■ WHAT THE TASK ASKS
Update the records from the line containing "of the brown" through the end of the records, inclusive, by replacing "largest circle" with "biggest circle" throughout those lines, and give them again with nothing else changed.

>> start MATERIAL SUPPLIED

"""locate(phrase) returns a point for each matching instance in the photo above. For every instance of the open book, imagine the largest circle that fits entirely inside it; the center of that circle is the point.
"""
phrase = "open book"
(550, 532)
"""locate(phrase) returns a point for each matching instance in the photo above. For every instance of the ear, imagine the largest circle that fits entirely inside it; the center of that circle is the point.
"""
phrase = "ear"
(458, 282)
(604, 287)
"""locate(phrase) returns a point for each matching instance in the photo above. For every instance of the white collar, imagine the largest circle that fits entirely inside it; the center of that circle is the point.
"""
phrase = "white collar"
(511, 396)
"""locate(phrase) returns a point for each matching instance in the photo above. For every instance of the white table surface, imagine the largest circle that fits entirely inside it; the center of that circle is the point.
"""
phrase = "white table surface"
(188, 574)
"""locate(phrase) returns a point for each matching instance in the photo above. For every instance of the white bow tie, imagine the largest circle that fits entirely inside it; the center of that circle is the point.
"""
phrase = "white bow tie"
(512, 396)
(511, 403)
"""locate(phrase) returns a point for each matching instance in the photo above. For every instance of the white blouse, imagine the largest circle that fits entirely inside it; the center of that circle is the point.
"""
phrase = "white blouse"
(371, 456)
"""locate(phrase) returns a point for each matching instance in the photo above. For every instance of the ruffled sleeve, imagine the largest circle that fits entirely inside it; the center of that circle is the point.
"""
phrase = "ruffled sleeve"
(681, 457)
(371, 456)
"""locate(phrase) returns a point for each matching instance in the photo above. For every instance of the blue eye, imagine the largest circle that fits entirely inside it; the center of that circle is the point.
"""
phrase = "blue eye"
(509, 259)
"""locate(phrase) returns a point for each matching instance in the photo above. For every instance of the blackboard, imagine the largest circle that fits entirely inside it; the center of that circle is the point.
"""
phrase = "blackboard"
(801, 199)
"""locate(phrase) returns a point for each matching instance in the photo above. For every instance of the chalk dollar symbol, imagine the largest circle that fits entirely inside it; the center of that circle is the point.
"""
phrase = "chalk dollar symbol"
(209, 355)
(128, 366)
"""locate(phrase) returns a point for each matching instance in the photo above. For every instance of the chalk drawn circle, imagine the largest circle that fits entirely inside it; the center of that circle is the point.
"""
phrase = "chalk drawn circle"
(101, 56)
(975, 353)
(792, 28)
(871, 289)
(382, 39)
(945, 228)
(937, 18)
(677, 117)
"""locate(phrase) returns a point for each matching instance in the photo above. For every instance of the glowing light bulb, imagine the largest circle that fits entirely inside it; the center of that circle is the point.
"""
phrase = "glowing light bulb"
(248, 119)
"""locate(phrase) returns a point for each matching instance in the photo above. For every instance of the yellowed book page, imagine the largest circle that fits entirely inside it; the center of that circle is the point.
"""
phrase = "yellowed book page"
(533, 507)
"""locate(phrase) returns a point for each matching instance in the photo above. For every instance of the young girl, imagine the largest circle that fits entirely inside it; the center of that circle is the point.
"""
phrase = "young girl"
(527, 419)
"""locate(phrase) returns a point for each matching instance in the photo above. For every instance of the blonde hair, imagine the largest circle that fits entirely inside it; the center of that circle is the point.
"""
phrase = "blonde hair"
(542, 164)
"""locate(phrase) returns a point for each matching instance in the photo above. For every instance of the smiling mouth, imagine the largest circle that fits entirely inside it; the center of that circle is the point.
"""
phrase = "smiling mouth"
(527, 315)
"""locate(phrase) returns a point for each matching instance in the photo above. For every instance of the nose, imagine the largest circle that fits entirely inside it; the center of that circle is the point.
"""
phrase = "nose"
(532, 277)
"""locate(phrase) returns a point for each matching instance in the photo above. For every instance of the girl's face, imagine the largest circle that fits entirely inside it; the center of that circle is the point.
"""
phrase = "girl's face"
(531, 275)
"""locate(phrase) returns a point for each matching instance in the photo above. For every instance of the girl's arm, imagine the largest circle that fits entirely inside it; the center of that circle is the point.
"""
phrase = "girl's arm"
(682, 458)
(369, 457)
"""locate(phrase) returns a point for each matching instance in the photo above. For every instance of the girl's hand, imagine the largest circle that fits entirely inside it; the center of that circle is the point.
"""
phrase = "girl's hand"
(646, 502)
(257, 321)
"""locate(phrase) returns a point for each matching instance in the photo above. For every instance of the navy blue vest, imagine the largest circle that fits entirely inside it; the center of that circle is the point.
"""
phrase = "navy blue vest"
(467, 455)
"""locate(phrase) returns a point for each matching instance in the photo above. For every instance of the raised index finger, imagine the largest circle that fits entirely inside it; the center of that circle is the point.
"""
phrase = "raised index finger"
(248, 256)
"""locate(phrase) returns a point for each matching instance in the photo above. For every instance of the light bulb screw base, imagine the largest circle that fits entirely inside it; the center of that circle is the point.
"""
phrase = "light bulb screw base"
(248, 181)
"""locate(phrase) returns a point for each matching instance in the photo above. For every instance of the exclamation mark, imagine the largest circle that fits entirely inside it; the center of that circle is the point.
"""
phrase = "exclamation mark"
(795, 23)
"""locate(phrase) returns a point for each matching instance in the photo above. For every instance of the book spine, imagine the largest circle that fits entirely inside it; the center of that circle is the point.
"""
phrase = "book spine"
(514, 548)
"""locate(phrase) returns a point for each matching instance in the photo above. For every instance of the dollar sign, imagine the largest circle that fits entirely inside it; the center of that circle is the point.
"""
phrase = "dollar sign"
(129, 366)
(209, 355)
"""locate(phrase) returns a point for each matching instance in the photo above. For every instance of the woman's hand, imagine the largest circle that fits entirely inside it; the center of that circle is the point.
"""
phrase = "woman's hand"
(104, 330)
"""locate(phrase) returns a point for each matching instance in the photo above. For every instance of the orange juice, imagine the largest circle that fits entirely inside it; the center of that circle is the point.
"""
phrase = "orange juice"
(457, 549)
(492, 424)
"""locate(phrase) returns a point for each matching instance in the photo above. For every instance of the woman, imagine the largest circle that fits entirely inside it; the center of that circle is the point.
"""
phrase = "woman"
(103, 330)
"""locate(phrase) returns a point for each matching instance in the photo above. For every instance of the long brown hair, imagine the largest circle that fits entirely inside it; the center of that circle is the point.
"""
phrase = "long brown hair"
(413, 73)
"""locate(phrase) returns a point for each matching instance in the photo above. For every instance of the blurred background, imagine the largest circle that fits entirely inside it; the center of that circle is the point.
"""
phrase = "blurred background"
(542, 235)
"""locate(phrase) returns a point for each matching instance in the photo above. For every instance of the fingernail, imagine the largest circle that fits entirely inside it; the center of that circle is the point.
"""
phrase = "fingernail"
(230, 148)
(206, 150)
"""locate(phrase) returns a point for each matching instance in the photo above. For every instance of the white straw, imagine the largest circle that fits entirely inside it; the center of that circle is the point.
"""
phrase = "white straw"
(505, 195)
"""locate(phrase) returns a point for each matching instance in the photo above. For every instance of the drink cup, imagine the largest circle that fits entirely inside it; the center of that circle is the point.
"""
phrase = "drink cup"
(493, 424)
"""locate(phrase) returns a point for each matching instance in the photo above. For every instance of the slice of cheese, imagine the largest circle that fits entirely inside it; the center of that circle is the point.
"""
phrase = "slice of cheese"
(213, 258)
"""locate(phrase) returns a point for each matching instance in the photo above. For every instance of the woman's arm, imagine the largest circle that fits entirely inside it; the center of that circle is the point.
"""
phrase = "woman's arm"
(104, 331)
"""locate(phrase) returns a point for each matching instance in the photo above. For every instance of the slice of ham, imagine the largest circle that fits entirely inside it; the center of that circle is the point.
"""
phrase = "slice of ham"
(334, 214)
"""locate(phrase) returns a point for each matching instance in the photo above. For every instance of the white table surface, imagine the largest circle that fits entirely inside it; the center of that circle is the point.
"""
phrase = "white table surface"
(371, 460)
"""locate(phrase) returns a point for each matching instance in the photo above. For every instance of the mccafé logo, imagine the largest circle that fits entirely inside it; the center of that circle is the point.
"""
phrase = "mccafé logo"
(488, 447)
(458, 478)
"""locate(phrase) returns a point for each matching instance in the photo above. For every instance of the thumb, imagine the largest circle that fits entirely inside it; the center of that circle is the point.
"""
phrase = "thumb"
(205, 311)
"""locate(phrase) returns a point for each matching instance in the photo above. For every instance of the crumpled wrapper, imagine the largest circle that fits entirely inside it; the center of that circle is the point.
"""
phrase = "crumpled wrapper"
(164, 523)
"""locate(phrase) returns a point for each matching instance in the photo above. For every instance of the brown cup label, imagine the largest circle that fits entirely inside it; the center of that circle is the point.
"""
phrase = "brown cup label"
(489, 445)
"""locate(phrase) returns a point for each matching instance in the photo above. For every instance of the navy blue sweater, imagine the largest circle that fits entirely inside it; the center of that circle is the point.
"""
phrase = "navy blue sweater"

>> end MATERIAL SUPPLIED

■ SOLUTION FOR THIS TASK
"""locate(phrase) returns a point for each matching instance in the photo above. For every instance of the brown cup label, imagine the biggest circle that fits entirely inside it; the center of that circle is the point.
"""
phrase = "brown cup label"
(489, 445)
"""locate(phrase) returns a point for each matching instance in the photo above. For every instance of the navy blue sweater, imagine the biggest circle that fits entirely inside it; the center of that circle is the point.
"""
phrase = "navy blue sweater"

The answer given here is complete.